◆ EXERCISE DETAILS
Only the pictures are dropped. Restate each line below word for word.

Image point grounding data
+ + + +
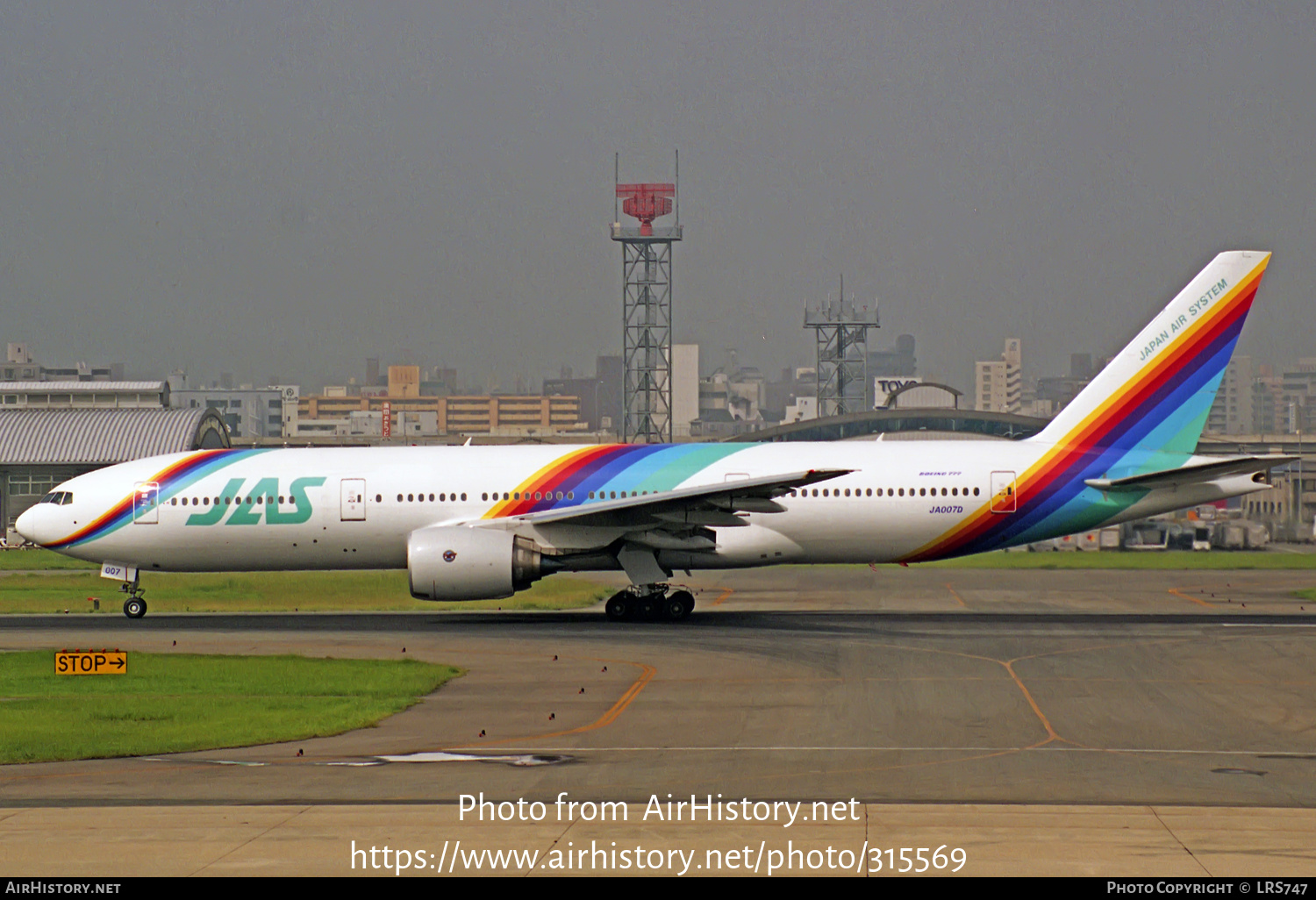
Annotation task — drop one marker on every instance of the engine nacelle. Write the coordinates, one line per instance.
(452, 562)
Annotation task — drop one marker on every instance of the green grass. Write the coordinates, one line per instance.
(268, 592)
(170, 703)
(32, 558)
(1213, 560)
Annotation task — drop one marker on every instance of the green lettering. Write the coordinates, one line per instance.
(297, 495)
(215, 513)
(249, 513)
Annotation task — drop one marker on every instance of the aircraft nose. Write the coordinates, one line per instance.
(26, 525)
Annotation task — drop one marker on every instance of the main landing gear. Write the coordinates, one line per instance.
(649, 603)
(134, 607)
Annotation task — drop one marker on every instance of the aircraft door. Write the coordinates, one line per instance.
(353, 500)
(147, 510)
(1003, 492)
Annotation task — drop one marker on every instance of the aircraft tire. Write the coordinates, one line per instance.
(687, 602)
(647, 608)
(618, 608)
(673, 610)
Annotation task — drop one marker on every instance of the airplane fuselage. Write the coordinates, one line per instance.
(354, 508)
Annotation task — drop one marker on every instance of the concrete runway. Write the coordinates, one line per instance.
(1076, 689)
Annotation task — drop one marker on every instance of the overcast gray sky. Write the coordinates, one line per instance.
(286, 189)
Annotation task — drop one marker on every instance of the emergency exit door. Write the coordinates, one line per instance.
(353, 499)
(147, 503)
(1003, 492)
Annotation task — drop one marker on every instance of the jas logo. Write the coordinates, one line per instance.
(261, 502)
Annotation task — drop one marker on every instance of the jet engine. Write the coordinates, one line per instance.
(452, 562)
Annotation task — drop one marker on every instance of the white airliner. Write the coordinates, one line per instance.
(479, 523)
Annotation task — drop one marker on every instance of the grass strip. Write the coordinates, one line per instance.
(170, 703)
(268, 592)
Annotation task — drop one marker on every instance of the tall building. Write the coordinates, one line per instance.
(999, 383)
(1231, 412)
(684, 389)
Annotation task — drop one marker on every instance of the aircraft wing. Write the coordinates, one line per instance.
(705, 504)
(1191, 474)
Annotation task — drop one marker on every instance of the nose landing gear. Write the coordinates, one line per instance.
(134, 607)
(650, 603)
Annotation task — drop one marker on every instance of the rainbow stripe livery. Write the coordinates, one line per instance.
(597, 471)
(1142, 413)
(483, 521)
(171, 479)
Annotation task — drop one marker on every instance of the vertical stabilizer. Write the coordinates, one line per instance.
(1155, 394)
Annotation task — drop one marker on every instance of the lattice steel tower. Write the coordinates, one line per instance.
(842, 353)
(647, 310)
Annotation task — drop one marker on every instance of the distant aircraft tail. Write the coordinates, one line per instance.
(1155, 396)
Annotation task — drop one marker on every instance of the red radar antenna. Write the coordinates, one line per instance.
(647, 203)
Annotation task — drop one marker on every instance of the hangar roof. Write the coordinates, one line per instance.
(104, 436)
(81, 387)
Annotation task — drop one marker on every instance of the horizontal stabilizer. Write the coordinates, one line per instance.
(1190, 474)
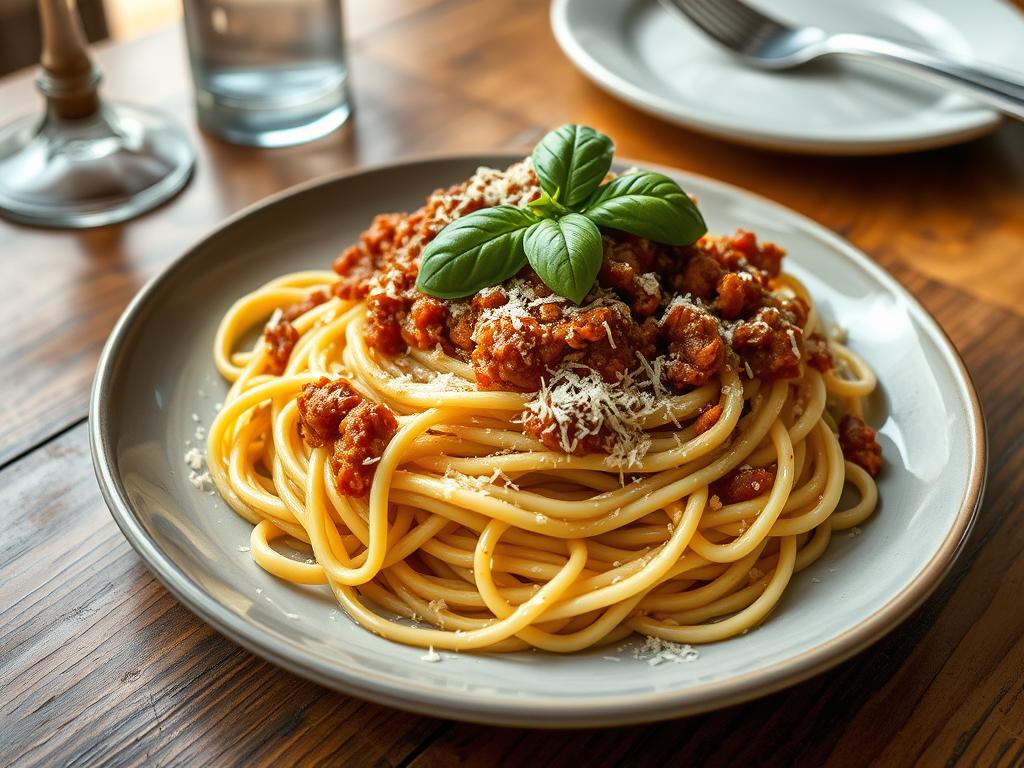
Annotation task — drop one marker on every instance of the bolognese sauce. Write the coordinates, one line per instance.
(698, 308)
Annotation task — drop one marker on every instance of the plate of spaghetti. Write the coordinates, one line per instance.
(565, 441)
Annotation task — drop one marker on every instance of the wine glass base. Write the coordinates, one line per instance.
(92, 171)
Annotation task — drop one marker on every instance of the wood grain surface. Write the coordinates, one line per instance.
(99, 666)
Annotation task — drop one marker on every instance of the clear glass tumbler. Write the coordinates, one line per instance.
(268, 73)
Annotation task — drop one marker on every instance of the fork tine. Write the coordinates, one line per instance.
(707, 16)
(747, 15)
(731, 23)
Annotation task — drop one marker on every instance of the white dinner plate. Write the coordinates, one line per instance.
(156, 373)
(654, 59)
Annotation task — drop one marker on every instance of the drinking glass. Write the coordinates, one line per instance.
(85, 163)
(267, 73)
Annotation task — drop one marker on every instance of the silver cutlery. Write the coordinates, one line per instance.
(770, 44)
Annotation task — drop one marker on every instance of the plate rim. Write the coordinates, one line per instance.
(527, 711)
(666, 110)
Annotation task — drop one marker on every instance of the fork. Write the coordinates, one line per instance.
(770, 44)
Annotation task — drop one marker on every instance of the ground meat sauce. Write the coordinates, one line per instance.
(333, 415)
(744, 483)
(708, 418)
(281, 335)
(859, 443)
(697, 308)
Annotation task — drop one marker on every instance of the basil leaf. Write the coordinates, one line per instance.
(474, 252)
(650, 205)
(566, 253)
(570, 162)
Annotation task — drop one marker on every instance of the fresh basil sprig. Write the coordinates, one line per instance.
(558, 233)
(475, 252)
(565, 252)
(570, 162)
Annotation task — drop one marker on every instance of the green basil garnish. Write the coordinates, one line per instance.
(558, 233)
(571, 161)
(475, 252)
(649, 205)
(566, 254)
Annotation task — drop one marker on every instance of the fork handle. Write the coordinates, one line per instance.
(983, 84)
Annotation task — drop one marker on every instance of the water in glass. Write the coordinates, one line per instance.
(268, 73)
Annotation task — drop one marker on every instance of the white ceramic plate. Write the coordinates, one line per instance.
(654, 59)
(156, 372)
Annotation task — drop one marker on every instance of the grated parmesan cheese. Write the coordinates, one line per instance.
(201, 480)
(577, 398)
(655, 650)
(194, 458)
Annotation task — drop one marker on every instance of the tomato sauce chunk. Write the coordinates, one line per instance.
(859, 443)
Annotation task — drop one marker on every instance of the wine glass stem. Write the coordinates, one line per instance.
(68, 79)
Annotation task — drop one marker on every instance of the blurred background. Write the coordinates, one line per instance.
(116, 19)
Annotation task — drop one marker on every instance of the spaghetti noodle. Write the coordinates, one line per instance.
(561, 518)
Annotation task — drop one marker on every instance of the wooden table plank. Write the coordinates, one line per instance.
(78, 284)
(98, 664)
(943, 210)
(97, 652)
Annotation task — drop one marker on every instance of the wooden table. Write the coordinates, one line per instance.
(99, 665)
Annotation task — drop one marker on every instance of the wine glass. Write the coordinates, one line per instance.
(85, 163)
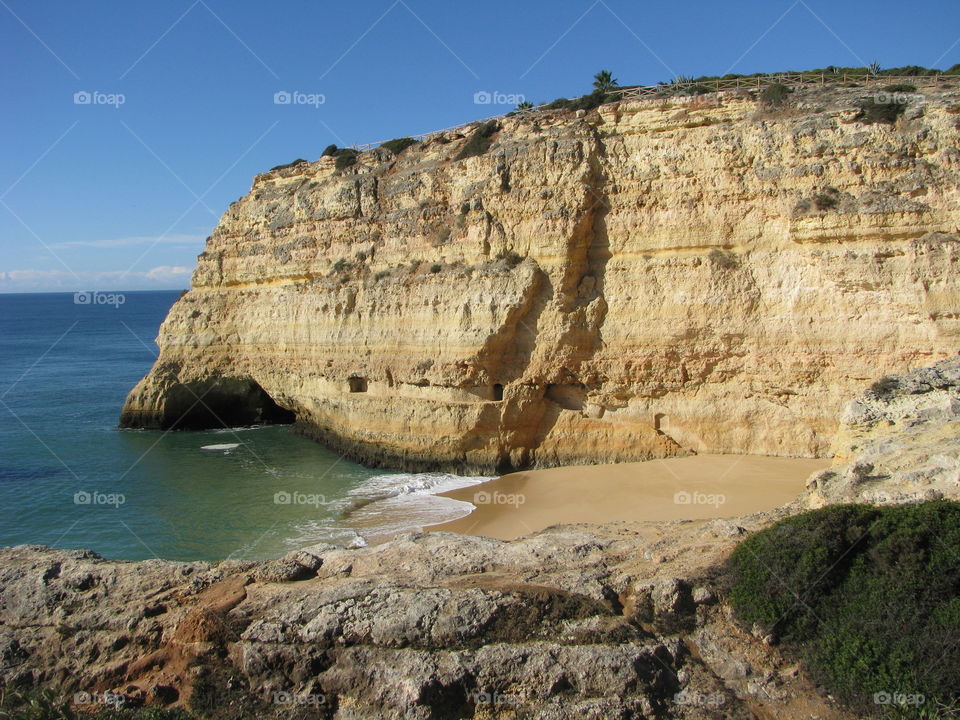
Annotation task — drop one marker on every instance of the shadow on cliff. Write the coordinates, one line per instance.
(222, 402)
+ + + +
◆ TASK OUTPUT
Annotation task — drop one marker on every instance of the engine nacelle. Write the coordinates, one line per instance.
(452, 562)
Annotation task — drop one marker on every instance of the green grass. Write the coordinates, one line per instance.
(268, 592)
(170, 703)
(32, 558)
(1213, 560)
Annotation task — drop one marker on every instance of the green lettering. Write the coordinates, one line per instance.
(297, 495)
(215, 513)
(249, 513)
Annotation task — drop one marker on every instance of the aircraft nose. Write the coordinates, one line per instance.
(26, 525)
Annotation task — drop one marker on every instance of the main landing gear. Write the coordinates, one line per instance.
(649, 603)
(134, 607)
Annotation task — drop one marker on every instance of the aircraft door. Write the coordinates, one line per instance.
(353, 500)
(147, 510)
(1003, 492)
Annotation task — drop one marker on every instance of the aircraft tire. Write the coordinates, one line per instance.
(687, 602)
(647, 608)
(618, 608)
(673, 610)
Annotation task — drop one marker on every instance of the airplane fuselage. Write the coordinates, one line per instance.
(354, 508)
Annotation task — drop one marker on every instance of the concrete runway. Write the coordinates, one line per instance.
(1076, 689)
Annotation task — drop one marker on every instance of the overcast gray sky. Write the coordinates, one line per instance.
(286, 189)
Annotation task — drop one marker on every instance of the emergency exit door. Write the coordinates, one line per instance.
(353, 499)
(147, 503)
(1003, 492)
Annotation task — drop one marker on every instance of the jas logo. Write the coordinates, one line per instance.
(261, 502)
Annotation task — drop one marker on every instance of the jet engine. Write the coordinates, one line per instance.
(452, 562)
Annotation task — drop one marker on every instance of the white airliner. Write the coordinates, one line per instance.
(479, 523)
Annotation task — drop one marker on every instance of the grass strip. Write the coordinates, one line per instance.
(170, 703)
(268, 592)
Annotation task — drop one marker on every instance of the tall building. Write the coordinates, one line per instance.
(999, 383)
(1231, 412)
(684, 389)
Annotation task — drop one marker on every instance of the aircraft wing. Write the coordinates, one line per instance.
(705, 504)
(1191, 474)
Annotation task — drop one marker on every instance of the nose landing gear. Write the coordinates, one line per instance.
(134, 607)
(650, 603)
Annotation task — drop one marker on every instance of the rainbow stripe livery. Write the coordinates, one line per instance.
(597, 471)
(1142, 413)
(483, 521)
(171, 479)
Annotation task — drop one marker on every instance of the vertical stabilizer. Write the coordinates, one line per instance.
(1155, 394)
Annotation task — drop one marker on every instance of the lattice steel tower. Write the coordinates, one line per instance.
(842, 353)
(647, 310)
Annotation task — drop one marker on every instance of the distant aircraft tail. Write the coordinates, one line per instance.
(1155, 396)
Annotation task — drop one marker on every instance of the red radar antenna. Write the coordinates, one line per instance.
(647, 203)
Annotation task — drop one marker on every instance of the hangar roof. Write the coordinates, one line per instance.
(104, 436)
(81, 387)
Annotation task — drop one marker on every instance of the horizontal stabilizer. Write the coordinates, one line per instance.
(1190, 474)
Annotation task — drop one marker on every instance of the bolognese sauce. Write the coordinates, one line per instance.
(698, 308)
Annotation task — drop one marker on every instance of the plate of spaghetti. Write the coordinates, one line per instance.
(565, 441)
Annotation task — drop one marker on every instance of the wine glass base. Write the coordinates, one line per instance.
(92, 171)
Annotation task — drop one marker on every instance of the wood grain surface. Write the coordinates, one line per instance.
(99, 666)
Annotation task — drop one marker on every instance of the clear glass tumbler. Write the coordinates, one line per instance.
(268, 73)
Annotation task — drop one marker on every instance of the fork tine. Write the coordinates, one line per instance.
(707, 16)
(747, 15)
(731, 23)
Annotation task — drop one marker on every instance of the white dinner plate. Write the coordinates, one line per instance.
(156, 373)
(654, 59)
Annotation task — drop one marker on every instance of the drinking glass. Write the coordinates, one line per instance.
(85, 163)
(267, 73)
Annotation task — drop one marker on every instance of the silver cutlery. Write the coordinates, one line per instance.
(770, 44)
Annotation task — drop one marker on every instance of the plate rim. Write the coordinates, one line per instance.
(527, 711)
(666, 110)
Annotation task — drop one marker on every instance of the fork. Write the coordinates, one line per instance.
(770, 44)
Annotation task — drop one marker on every instance of the ground meat sauce. Write the coordinates, one line per instance.
(333, 415)
(744, 483)
(708, 418)
(281, 335)
(859, 443)
(697, 308)
Annotation task — drop one marker on every instance of the basil leaf. Write the coordinates, one line per instance.
(474, 252)
(650, 205)
(566, 253)
(570, 162)
Annotation task — drop one marker on every instance of the fresh basil sprig. Write the coordinates, one line per instance.
(558, 233)
(475, 252)
(565, 252)
(570, 162)
Annotation task — drop one marker on every instance of the green basil garnish. Write the coordinates, one line per instance.
(558, 233)
(571, 161)
(475, 252)
(649, 205)
(566, 254)
Annotation task — drop one marker on every instance of the fork handle. Write the coordinates, one line per instance.
(983, 84)
Annotation task — drop one marker on every instance of the water in glass. Write the coordinates, one line per instance.
(268, 73)
Annotation task — drop one marker on every instance of the white ceramic plate. Write the coordinates, one line per instance.
(654, 59)
(156, 372)
Annotation task — drop one marker on every instance of the grated parmesan cheese. Write the coordinates, one line per instance.
(201, 480)
(577, 398)
(655, 650)
(194, 458)
Annotation task — drop one marker on every instance of the tomato sauce chunk. Write the coordinates, one line per instance.
(859, 443)
Annotation task — drop one marker on every instance of the wine glass stem. Write the coordinates, one line per instance.
(68, 79)
Annotation task — drop one marker on every instance of the blurred background. Write the coordinates, one line per instance.
(116, 19)
Annotation task — drop one marker on every instance of the spaghetti noodle. Write the coordinates, one line per instance.
(561, 518)
Annotation task — drop one marker on every instance of the wooden table plank. Write the coordinates, one line per instance.
(78, 284)
(98, 664)
(943, 210)
(97, 652)
Annotation task — drop one marker on every instance of the wooden table. Write the coordinates, one line per instance.
(99, 665)
Annotation task — drop one marker on every instance of the wine glass. Write the coordinates, one line per instance.
(85, 163)
Annotation task — drop one marker on every instance of the shadow on cliff. Write the coordinates, one line per instance.
(222, 402)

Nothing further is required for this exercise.